• _DOCUMENT EXCERPT_
════════════════

A variety of approaches based on heuristics and meta-heuristics are reported for the Capacitated Vehicle Routing Problem and its variants. Bullnheimer et al. (1999) developed an improved Ant System algorithm for the VRP with one central depot and identical vehicles. Baker and Ayechew (2003) considered the application of a genetic algorithm (GA) to the basic vehicle routing problem (VRP), where customers, are served from a single depot. In this work, the vehicles were subject to a weight limit and the distance travelled. Berger and Barkaoui (2003) proposed a new genetic algorithm for the CVRP. A Simple and Effective Evolutionary Algorithm for the Vehicle Routing Problem was developed by Prins (2004). Osman et al. (2005) investigated the application of genetic algorithms to solve multi-objective routing problems. The proposed model eliminated the use of weight factor of each objective.

A new hybrid approximation algorithm based on discrete particle swarm optimization (DPSO) and simulated annealing (SA) was developed by Chen et al. (2006) to solve the CVRP. The algorithms combined global search and local search to search for the optimal results. Tavakkoli-Moghaddam et al. (2006) presented a linear integer model of CVRP with the independent route length to minimize the heterogeneous fleet cost and maximize the capacity utilization. The proposed model was solved by a hybrid simulated annealing (SA) based on the nearest neighborhood. A computational-efficient VRPTW algorithm, which was based on the principles of PSO, was developed by Zhu et al. (2006). Yu et al. (2008) proposed an Improved Ant Colony Optimization (IACO), which had a new strategy to solve the VRP.

Duhamel et al. (2009) addressed the Capacitated Location-Routing Problem (CLRP), raised by distribution networks involving depot location, fleet assignment and routing decisions. The proposed solution method was a greedy randomized adaptive search procedure (GRASP), calling an evolutionary local search (ELS). Pop et al. (2010) proposed an effective metaheuristic algorithm for a Generalized Vehicle Routing Problem (GVRP) based on genetic algorithms. The GVRP consisted of designing optimal delivery or collection routes, subject to capacity restrictions, from a given depot to a number of predefined, mutually exclusive and exhaustive node-sets. Marinakis et al. (2010) developed a hybrid PSO for the VRP which combines a PSO algorithm, the multiple phase neighborhood search–greedy randomized adaptive search procedure (MPNS–GRASP) algorithm, the expanding neighborhood search (ENS) strategy and a path re-linking (PR) strategy.

════════════════

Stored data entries

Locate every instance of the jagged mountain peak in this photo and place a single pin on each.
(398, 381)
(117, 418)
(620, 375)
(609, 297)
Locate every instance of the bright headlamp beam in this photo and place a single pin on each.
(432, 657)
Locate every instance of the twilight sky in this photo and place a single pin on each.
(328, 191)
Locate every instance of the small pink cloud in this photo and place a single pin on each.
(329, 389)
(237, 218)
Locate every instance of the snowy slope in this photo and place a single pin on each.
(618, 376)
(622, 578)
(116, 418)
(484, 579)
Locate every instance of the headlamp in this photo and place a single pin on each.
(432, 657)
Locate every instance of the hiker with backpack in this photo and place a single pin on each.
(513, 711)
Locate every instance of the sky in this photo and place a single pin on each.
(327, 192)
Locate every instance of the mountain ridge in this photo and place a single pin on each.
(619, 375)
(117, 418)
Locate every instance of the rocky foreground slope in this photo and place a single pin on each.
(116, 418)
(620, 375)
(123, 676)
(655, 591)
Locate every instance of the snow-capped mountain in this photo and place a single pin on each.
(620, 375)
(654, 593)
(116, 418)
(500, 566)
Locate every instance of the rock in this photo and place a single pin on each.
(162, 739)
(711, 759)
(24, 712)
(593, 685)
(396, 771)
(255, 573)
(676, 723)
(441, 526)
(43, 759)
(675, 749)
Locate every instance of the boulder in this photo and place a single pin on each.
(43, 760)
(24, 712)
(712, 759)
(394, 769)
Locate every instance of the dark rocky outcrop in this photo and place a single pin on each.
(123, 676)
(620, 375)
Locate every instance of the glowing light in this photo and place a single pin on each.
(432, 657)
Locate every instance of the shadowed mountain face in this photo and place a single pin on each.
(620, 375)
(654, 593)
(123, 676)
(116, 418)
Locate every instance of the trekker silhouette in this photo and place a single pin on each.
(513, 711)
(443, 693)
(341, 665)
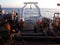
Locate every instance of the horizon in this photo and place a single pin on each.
(19, 3)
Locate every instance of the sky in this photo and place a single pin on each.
(19, 3)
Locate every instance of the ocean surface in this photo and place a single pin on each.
(45, 12)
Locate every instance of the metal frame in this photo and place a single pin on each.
(31, 3)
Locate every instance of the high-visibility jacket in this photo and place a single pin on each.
(8, 27)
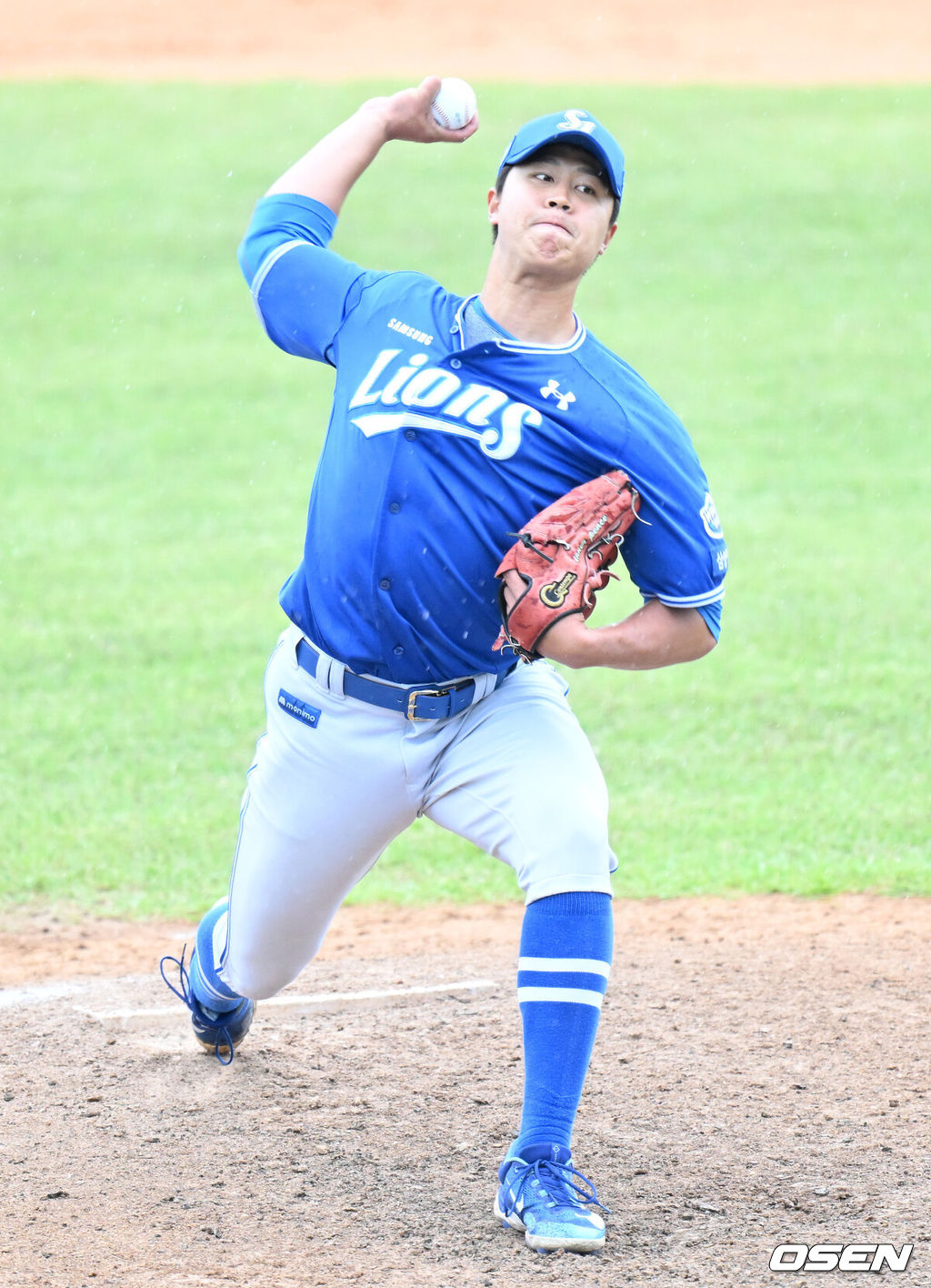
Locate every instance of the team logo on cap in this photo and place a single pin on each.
(577, 120)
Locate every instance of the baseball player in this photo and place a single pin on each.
(455, 420)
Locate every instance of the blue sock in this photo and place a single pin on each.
(566, 952)
(211, 941)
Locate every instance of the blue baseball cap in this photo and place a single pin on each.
(571, 126)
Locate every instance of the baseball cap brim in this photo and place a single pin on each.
(571, 126)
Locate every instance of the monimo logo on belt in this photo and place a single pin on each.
(302, 711)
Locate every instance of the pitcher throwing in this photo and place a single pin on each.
(455, 420)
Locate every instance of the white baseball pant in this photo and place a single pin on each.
(514, 774)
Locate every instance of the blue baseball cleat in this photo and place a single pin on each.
(219, 1031)
(542, 1194)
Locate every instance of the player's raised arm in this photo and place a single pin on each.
(330, 169)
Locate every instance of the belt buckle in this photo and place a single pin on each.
(425, 693)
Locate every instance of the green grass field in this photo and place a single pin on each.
(769, 277)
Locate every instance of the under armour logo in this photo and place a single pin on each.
(576, 120)
(553, 390)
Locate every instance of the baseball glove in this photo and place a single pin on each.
(563, 556)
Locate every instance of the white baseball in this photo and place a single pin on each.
(455, 103)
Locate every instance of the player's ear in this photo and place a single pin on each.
(494, 203)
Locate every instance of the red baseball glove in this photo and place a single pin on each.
(563, 556)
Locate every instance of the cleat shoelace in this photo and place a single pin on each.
(559, 1182)
(185, 993)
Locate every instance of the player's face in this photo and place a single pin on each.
(554, 210)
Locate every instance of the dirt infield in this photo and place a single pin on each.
(761, 1077)
(761, 1074)
(778, 42)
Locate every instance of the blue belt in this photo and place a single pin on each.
(416, 702)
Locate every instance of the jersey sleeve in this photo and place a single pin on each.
(675, 551)
(302, 290)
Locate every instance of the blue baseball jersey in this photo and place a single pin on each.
(441, 446)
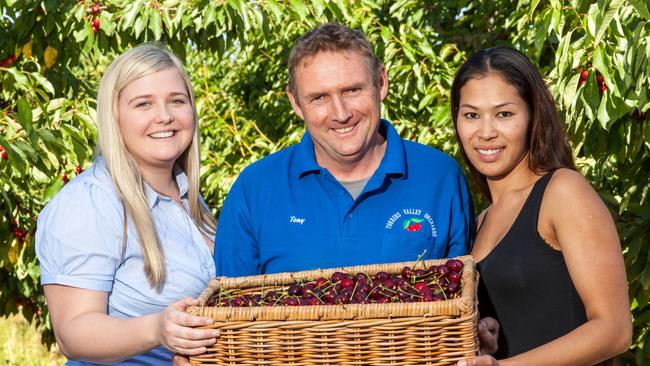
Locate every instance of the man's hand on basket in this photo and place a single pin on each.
(175, 329)
(180, 360)
(488, 335)
(485, 360)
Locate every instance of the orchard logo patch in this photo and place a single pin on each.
(412, 220)
(413, 224)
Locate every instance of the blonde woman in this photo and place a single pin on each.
(123, 245)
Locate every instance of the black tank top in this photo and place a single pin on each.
(524, 284)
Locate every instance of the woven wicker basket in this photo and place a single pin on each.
(421, 333)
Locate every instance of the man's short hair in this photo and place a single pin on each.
(332, 37)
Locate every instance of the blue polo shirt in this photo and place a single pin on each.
(286, 213)
(79, 243)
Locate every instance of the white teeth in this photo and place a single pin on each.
(344, 129)
(488, 151)
(162, 135)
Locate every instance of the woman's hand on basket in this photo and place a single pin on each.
(488, 335)
(177, 333)
(485, 360)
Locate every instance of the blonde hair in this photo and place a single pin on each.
(138, 62)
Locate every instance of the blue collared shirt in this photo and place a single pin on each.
(286, 213)
(79, 243)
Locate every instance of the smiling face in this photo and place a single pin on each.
(493, 122)
(340, 106)
(156, 119)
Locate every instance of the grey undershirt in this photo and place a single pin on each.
(355, 187)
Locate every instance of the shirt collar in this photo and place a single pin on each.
(393, 162)
(181, 181)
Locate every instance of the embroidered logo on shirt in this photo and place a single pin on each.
(296, 220)
(411, 220)
(413, 224)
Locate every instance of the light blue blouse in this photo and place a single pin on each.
(79, 243)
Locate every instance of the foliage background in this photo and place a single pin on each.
(236, 50)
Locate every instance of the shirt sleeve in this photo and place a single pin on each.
(236, 248)
(462, 218)
(79, 237)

════════════════

• _WHAT TO WORK ON_
Retype the stretch from "A new hybrid" through "solve the VRP." in the routing methods review. Work only from the routing methods review and leave the material aside.

• _RESULT FOR THIS TASK_
A new hybrid approximation algorithm based on discrete particle swarm optimization (DPSO) and simulated annealing (SA) was developed by Chen et al. (2006) to solve the CVRP. The algorithms combined global search and local search to search for the optimal results. Tavakkoli-Moghaddam et al. (2006) presented a linear integer model of CVRP with the independent route length to minimize the heterogeneous fleet cost and maximize the capacity utilization. The proposed model was solved by a hybrid simulated annealing (SA) based on the nearest neighborhood. A computational-efficient VRPTW algorithm, which was based on the principles of PSO, was developed by Zhu et al. (2006). Yu et al. (2008) proposed an Improved Ant Colony Optimization (IACO), which had a new strategy to solve the VRP.